• Page text
# Mildew inhibitor in paint?



## kroppe (May 7, 2000)

Hello all, 

What is the verdict on using liquid mildew inhibitors added to interior latex paint? I need to repaint a bathroom due to mildew on the ceiling. The ceiling adjoins the attic and an outside wall. The attic is very cold in the winter, and moisture condenses on the ceiling and mildew is generated. The fan in the bathroom is used but doesn't seem to help the mildew situation. 

If I add mildew inhibitor to latex ceiling paint, will it help this situation? Are there other options? Thanks for any input.


----------



## storman (Mar 12, 2008)

Not sure on paint but i would be checking the fan and the insulation in the attic you should not be having that much condensation. 

Outdoor Hub mobile, the outdoor information engine


----------



## mattyz1 (Feb 20, 2011)

There are paints on the market specifically designed for "high moisture"/bathroom applications. If you choose traditional wall paint, be sure to avoid a flat finish and adding a liquid mildew inhibitor can't hurt. Good luck


----------



## MEL (Jul 17, 2005)

Is there a vapor barrier under the insulation in the attic? How much insulation is currectly in the attic over the bathroon? How deep/ what kind?


----------



## JimP (Feb 8, 2002)

"This old house" had an episode once about the subject.
Aside from first fixing any other circulation problems mentioned...
Wipe everything down first with a product called " Concrobium", available at Lowe's. It actually kills and helps prevent mold/mildew from recurring through the paint...
Bleach, Ammonia, Tilex and other cleaners just put the molds/mildew into a remission or hibernation temporarily.


----------



## kroppe (May 7, 2000)

Thanks for the input. 

I looked in the attic and sure enough there was very little insulation in between the joists in the area with the mildew on the ceiling. I filled the empty spaces with insulation. Next step is to clean the ceiling (bleach and mildew killer/inhibitor?), then repaint the ceiling. I don't think I'll know if it worked until next winter when the attic is cold again.


----------



## MEL (Jul 17, 2005)

MEL said:


> Is there a vapor barrier under the insulation in the attic? How much insulation is currectly in the attic over the bathroon? How deep/ what kind?



Your Welcome!
Was there a VB? If not you should of put one down. How much insulation did you add? If this area was low what about the rest of your house? You need about 16" total or more of insulation in your attic.


----------



## jpollman (Jan 14, 2001)

BJ,
give this a try. It's pretty good stuff and it's worked well in the past for me.

http://webapps.easy2.com/cm2/flash/generic_outline_index.asp?page_id=35790608

John


----------



## kroppe (May 7, 2000)

As a follow up, I got a recommendation on another DIY website for this solution: white vinegar and hydrogen peroxide in a 50/50 solution, with boric acid powder at 1 cup per gallon of solution. Mix thoroughly and apply with a spray bottle. Let soak 5 minutes or so, then wipe off with a wet sponge or cloth. Clean any remaining mildew with a bleach and water solution. I looked all over for the boric acid, and found it in the first aid section of a Rite Aid. It came in a white plastic 4 oz. bottle with a screw cap.

• Exercise materials
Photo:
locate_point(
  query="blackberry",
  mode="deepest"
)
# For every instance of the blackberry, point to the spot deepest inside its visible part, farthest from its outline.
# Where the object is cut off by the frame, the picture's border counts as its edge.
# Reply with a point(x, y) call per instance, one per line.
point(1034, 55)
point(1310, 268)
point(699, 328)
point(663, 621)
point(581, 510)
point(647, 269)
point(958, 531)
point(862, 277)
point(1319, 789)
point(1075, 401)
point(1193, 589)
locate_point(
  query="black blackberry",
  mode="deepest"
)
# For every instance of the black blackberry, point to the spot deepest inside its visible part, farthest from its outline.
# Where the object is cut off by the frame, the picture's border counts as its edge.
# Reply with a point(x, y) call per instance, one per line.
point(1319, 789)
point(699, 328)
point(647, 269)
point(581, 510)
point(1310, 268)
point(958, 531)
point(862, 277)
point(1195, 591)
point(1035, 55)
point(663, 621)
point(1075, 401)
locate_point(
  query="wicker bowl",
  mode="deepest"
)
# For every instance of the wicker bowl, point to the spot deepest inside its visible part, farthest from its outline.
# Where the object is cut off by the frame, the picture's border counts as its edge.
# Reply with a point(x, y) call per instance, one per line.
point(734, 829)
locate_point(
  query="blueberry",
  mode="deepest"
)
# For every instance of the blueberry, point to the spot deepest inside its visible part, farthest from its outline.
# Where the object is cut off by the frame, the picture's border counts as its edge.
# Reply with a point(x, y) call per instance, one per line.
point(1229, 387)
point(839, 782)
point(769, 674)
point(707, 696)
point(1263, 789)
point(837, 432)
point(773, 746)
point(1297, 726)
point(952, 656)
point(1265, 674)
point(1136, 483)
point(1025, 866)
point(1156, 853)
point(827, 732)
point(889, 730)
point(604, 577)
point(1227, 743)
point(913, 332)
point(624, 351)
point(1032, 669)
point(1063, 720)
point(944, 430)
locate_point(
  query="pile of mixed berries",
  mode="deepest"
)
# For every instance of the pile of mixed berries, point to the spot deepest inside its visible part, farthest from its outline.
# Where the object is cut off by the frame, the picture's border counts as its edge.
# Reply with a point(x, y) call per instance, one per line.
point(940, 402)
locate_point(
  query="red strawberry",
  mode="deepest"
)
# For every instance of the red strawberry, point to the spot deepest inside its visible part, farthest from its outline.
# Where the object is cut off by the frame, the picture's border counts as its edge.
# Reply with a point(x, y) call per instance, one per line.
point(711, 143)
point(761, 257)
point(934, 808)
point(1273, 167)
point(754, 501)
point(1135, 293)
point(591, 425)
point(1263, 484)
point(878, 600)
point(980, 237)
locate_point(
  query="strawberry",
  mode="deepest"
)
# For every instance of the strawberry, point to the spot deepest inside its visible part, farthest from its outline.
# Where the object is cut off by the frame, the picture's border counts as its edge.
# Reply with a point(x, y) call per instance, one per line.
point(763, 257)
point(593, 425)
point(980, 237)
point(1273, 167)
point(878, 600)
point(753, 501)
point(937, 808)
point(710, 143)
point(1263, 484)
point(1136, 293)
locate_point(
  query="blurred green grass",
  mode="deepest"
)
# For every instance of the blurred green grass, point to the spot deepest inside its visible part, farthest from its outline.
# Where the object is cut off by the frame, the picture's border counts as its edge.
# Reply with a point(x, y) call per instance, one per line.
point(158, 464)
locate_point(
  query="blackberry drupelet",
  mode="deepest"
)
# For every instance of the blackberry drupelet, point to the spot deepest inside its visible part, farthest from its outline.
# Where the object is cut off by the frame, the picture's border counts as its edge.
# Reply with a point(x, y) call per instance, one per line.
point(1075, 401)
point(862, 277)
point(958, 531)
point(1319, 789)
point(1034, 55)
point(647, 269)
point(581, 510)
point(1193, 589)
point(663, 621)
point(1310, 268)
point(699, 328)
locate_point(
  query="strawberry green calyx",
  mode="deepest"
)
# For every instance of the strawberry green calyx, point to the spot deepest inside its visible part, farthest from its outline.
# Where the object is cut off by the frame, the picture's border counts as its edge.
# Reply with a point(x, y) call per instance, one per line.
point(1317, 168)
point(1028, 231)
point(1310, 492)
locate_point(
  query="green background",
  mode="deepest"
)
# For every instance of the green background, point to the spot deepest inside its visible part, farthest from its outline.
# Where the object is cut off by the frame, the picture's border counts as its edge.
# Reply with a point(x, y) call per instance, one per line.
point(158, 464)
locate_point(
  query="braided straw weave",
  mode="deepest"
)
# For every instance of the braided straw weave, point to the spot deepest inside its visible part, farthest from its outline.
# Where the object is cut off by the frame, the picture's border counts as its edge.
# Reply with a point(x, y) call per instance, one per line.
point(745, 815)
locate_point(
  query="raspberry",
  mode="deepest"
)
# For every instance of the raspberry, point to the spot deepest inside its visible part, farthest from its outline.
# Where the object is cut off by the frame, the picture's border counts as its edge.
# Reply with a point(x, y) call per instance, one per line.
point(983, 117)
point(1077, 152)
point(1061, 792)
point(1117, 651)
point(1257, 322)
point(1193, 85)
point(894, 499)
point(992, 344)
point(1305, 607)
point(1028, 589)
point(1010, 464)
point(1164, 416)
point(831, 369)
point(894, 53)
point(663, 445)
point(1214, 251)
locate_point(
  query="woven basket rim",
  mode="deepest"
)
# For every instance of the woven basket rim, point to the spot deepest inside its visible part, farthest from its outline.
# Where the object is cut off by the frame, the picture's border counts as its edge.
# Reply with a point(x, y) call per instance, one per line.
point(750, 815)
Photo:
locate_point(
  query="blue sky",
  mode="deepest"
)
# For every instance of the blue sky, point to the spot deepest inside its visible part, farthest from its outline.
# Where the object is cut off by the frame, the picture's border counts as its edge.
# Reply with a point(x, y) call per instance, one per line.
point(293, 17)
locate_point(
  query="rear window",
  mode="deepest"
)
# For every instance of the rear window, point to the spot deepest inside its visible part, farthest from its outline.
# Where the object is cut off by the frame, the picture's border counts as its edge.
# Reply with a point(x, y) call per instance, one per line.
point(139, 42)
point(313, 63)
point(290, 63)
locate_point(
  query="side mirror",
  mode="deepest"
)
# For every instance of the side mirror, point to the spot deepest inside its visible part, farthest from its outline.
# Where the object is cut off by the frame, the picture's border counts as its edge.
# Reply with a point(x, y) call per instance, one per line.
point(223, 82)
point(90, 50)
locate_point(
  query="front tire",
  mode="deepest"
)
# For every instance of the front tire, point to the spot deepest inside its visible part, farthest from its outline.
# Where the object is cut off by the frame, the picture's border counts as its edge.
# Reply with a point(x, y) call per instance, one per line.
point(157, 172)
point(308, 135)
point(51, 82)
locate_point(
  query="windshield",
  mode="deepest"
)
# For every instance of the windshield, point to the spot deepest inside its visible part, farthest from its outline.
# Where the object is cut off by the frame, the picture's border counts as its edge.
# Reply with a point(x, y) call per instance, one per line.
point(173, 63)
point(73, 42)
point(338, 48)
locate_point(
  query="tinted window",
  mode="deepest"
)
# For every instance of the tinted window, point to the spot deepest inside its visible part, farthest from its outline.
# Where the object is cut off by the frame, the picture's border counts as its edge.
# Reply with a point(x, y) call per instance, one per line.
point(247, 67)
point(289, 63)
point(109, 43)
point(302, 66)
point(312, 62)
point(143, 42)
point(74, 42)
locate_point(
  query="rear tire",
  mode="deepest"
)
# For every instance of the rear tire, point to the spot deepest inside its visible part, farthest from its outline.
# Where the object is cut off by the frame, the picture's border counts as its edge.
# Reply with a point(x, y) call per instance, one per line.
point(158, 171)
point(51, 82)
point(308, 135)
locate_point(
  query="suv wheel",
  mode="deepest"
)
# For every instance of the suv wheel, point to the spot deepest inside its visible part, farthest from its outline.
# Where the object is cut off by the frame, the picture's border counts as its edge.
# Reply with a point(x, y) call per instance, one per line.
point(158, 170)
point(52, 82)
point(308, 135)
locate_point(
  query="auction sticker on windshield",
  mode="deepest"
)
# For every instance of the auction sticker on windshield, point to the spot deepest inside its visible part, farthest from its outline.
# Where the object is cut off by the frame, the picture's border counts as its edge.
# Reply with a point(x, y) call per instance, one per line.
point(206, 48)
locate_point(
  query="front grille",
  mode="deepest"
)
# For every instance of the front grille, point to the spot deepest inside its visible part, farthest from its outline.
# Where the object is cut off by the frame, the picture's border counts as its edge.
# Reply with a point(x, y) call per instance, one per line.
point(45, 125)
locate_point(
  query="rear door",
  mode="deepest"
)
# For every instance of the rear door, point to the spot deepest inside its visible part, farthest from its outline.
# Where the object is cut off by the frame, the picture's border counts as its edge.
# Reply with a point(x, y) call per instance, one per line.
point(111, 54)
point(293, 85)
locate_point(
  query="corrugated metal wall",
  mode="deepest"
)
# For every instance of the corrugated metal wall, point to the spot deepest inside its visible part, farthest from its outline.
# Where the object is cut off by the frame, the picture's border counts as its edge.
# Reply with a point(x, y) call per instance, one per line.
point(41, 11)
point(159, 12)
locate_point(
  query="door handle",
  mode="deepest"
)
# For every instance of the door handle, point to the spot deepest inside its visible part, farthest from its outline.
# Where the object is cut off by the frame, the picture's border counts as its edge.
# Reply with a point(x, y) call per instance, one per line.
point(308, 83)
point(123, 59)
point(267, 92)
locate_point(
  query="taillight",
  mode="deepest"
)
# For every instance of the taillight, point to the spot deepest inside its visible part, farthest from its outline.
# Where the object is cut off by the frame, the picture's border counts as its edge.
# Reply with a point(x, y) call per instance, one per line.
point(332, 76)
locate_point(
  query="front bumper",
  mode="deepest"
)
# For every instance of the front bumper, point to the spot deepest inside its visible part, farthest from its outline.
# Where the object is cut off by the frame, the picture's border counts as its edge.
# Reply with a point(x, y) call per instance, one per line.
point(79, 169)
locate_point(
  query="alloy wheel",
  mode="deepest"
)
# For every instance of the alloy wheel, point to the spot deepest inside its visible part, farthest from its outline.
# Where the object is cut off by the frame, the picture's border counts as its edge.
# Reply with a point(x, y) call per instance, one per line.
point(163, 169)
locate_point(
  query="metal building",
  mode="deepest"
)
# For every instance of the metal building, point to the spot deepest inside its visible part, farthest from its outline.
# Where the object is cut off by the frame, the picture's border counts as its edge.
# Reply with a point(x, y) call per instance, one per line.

• Things to do
1 > Reproduce the mildew thread from "Wipe everything down" to "is cold again.".
2 > Rewrite the records from their start through the line with "point(734, 829)", replacing "outline" with "boundary" and leaving all else unchanged.

• Complete answers
1 >
Wipe everything down first with a product called " Concrobium", available at Lowe's. It actually kills and helps prevent mold/mildew from recurring through the paint...
Bleach, Ammonia, Tilex and other cleaners just put the molds/mildew into a remission or hibernation temporarily.


----------



## kroppe (May 7, 2000)

Thanks for the input. 

I looked in the attic and sure enough there was very little insulation in between the joists in the area with the mildew on the ceiling. I filled the empty spaces with insulation. Next step is to clean the ceiling (bleach and mildew killer/inhibitor?), then repaint the ceiling. I don't think I'll know if it worked until next winter when the attic is cold again.

2 >
Photo:
locate_point(
  query="blackberry",
  mode="deepest"
)
# For every instance of the blackberry, point to the spot deepest inside its visible part, farthest from its boundary.
# Where the object is cut off by the frame, the picture's border counts as its edge.
# Reply with a point(x, y) call per instance, one per line.
point(1034, 55)
point(1310, 268)
point(699, 328)
point(663, 621)
point(581, 510)
point(647, 269)
point(958, 531)
point(862, 277)
point(1319, 789)
point(1075, 401)
point(1193, 589)
locate_point(
  query="black blackberry",
  mode="deepest"
)
# For every instance of the black blackberry, point to the spot deepest inside its visible part, farthest from its boundary.
# Where the object is cut off by the frame, the picture's border counts as its edge.
# Reply with a point(x, y) call per instance, one per line.
point(1319, 789)
point(699, 328)
point(647, 269)
point(581, 510)
point(1310, 268)
point(958, 531)
point(862, 277)
point(1195, 591)
point(1035, 55)
point(663, 621)
point(1075, 401)
locate_point(
  query="wicker bowl",
  mode="deepest"
)
# For every instance of the wicker bowl, point to the spot deepest inside its visible part, farthest from its boundary.
# Where the object is cut off by the frame, the picture's border counts as its edge.
# Reply with a point(x, y) call per instance, one per line.
point(734, 829)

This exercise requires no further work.